[Text block]
**********
After a decade in practice, even with all that I have learned, my life as a solopreneur web creative isn’t always easy. I still make mistakes (sometimes :), and I still get creative block. Yet each new day brings opportunities that I would never imagined when I was beginning my journey as a Unicorn.

Women in Tech

Tech is known to be a male dominant industry. At some point, boys in hoodies became emblematic of the tech development world.

Several years ago, I recall seeing an article in a major tech lifestyle magazine about women in tech. I was so excited to read the article -which featured a strong and happy, smartly dressed looking woman on the front cover – and when I flipped it open to read the article, the art director had actually Photoshopped the women interviewed into identical grey hoodies a la Mark Zuckerburg. I was angry and confused. Were they saying to assume the culture of the boys in tech if we wanted to fit in?

This began my interest in learning about how women and their creative technical work is perceived by the world at large, by our peers, and more importantly, how we perceive ourselves.

A recent study has shown that GIT pull requests that were made by female identified account holders had a higher acceptance rate than that of their male identified counterparts. Sadly, the acceptance rate is significantly lower if the user’s gender as a female is revealed (www.digitaltrends.com).
**********
[Provided information]

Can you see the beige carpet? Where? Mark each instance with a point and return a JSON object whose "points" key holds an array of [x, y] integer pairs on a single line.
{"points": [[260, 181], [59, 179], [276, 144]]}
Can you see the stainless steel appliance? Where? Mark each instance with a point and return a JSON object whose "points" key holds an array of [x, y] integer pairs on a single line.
**********
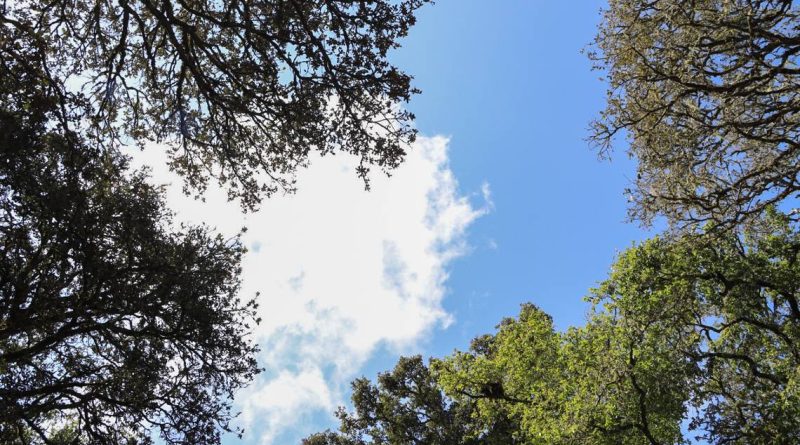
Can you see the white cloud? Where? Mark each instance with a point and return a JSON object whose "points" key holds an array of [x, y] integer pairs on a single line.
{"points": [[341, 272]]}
**********
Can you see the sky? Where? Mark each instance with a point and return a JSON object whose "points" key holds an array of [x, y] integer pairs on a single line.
**********
[Stated problem] In the piece on women in tech, what did the magazine's art director change about the women who were interviewed?

[Response to this exercise] The art director Photoshopped them into identical grey hoodies.